→ Questions on the material:
1. In the project plan, reproduce the text from "2. [Phase 2: Core" to "Health, Inventory, Map).".
2. According to the project plan, what part does the LLM play in the game?

Files
llm-rpg/project_plan.md
Aodhan Collins d03d25ca3b Initial commit
2026-01-27 11:50:11 +00:00

299 lines
12 KiB
Markdown

# Project Plan: LLM RPG Engine
## Table of Contents
1. [Phase 1: Architecture & Tech Stack](#phase-1-architecture--tech-stack)
2. [Phase 2: Core Game Loop & Data Models](#phase-2-core-game-loop--data-models)
3. [Phase 3: Procedural Generation & Quest System](#phase-3-procedural-generation--quest-system)
4. [Phase 4: UI/UX & Client Architecture](#phase-4-uiux--client-architecture)
---
# Phase 1: Architecture & Tech Stack
## 1. High-Level Concept
A text-adventure RPG running as a web application. It combines nostalgic text-based input with modern RPG mechanics (inventory, stats, procedural dungeons). The core innovation is using an LLM as a strict "Game Master" that parses user intent and narrates outcomes, while a deterministic Game Engine handles all rules, state, and logic.
## 2. Architecture Overview
The system follows a **Client-Server** model to ensure security and state integrity.
* **Client (Frontend):** Handles user input and renders the game state (UI, Health, Inventory, Map).

→ Information shown:
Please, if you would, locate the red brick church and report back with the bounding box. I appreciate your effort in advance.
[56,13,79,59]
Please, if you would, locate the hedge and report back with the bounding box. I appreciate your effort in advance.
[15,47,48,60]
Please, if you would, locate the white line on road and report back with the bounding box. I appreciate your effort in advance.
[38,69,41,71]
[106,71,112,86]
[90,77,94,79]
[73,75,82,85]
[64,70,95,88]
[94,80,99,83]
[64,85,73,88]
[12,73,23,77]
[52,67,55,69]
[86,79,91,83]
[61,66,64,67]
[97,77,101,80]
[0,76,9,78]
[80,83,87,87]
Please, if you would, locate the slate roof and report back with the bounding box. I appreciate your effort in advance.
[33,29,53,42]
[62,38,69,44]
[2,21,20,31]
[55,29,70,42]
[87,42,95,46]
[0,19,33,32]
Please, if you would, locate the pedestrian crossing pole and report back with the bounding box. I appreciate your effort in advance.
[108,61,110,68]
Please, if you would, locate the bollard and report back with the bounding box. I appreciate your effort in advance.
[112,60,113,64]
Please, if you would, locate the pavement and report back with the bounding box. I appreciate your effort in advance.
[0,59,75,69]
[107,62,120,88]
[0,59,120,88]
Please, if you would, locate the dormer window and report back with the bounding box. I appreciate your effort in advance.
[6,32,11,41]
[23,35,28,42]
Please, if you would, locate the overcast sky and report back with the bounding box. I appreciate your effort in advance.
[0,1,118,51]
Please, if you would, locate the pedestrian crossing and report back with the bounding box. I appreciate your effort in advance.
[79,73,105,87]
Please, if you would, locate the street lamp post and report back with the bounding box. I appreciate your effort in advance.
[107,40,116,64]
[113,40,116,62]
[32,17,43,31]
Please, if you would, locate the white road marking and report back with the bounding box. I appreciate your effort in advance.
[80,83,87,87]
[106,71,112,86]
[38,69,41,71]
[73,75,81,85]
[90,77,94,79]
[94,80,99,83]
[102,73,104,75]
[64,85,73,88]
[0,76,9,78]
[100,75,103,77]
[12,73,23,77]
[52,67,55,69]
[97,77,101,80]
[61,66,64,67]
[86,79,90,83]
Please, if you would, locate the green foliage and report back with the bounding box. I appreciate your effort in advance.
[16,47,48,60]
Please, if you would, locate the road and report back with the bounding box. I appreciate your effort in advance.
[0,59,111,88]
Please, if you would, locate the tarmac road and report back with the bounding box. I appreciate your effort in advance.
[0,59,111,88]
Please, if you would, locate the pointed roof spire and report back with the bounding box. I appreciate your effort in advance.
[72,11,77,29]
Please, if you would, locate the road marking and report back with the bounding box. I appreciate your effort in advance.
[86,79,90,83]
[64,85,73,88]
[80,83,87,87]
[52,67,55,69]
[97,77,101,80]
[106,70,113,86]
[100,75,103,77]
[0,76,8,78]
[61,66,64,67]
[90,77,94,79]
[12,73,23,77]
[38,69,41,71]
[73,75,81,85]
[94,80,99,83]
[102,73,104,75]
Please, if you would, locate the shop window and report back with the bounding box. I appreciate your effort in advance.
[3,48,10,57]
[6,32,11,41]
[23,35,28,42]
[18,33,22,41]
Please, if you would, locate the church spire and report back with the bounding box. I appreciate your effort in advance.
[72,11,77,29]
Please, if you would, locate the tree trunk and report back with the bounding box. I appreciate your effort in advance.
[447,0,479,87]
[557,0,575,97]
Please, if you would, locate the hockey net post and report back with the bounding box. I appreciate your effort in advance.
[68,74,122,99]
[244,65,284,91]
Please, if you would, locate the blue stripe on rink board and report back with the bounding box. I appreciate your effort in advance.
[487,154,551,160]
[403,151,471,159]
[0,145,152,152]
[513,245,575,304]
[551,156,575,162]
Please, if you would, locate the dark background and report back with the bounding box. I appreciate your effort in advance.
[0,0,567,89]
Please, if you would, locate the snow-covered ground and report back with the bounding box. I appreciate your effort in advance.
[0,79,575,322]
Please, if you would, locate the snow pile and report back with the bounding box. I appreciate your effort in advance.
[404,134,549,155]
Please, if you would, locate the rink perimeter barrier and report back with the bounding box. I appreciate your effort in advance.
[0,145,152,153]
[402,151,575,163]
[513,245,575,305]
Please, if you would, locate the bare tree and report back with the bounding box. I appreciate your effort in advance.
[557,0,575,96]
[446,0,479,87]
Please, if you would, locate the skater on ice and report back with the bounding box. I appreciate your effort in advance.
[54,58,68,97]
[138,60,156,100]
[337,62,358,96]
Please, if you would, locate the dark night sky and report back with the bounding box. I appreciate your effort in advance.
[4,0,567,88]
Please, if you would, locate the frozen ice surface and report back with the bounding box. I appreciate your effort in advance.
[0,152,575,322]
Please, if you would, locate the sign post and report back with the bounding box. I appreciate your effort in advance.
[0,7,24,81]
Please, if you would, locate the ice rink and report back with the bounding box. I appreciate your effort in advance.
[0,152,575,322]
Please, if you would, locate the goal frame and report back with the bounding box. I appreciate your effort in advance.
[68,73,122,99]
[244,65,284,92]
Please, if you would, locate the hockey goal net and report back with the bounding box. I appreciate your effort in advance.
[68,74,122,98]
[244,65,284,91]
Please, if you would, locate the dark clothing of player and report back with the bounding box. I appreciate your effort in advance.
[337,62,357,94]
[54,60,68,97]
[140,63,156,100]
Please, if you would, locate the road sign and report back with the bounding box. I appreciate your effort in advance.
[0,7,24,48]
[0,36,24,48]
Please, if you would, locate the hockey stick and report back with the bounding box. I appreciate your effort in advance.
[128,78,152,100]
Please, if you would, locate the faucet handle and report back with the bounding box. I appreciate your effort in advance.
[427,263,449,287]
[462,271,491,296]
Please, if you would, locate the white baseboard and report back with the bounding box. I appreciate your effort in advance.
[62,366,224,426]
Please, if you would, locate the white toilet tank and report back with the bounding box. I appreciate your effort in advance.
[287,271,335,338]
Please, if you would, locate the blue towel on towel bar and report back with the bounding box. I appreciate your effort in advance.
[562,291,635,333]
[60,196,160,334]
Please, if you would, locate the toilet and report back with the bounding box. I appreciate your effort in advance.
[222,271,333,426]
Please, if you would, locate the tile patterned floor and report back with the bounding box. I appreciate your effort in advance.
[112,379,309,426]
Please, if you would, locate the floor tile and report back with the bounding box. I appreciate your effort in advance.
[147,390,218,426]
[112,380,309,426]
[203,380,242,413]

→ Answers by item:
1.
2. [Phase 2: Core Game Loop & Data Models](#phase-2-core-game-loop--data-models)
3. [Phase 3: Procedural Generation & Quest System](#phase-3-procedural-generation--quest-system)
4. [Phase 4: UI/UX & Client Architecture](#phase-4-uiux--client-architecture)
---
# Phase 1: Architecture & Tech Stack
## 1. High-Level Concept
A text-adventure RPG running as a web application. It combines nostalgic text-based input with modern RPG mechanics (inventory, stats, procedural dungeons). The core innovation is using an LLM as a strict "Game Master" that parses user intent and narrates outcomes, while a deterministic Game Engine handles all rules, state, and logic.
## 2. Architecture Overview
The system follows a **Client-Server** model to ensure security and state integrity.
* **Client (Frontend):** Handles user input and renders the game state (UI, Health, Inventory, Map).

2. It acts as a strict "Game Master" that parses user intent and narrates outcomes.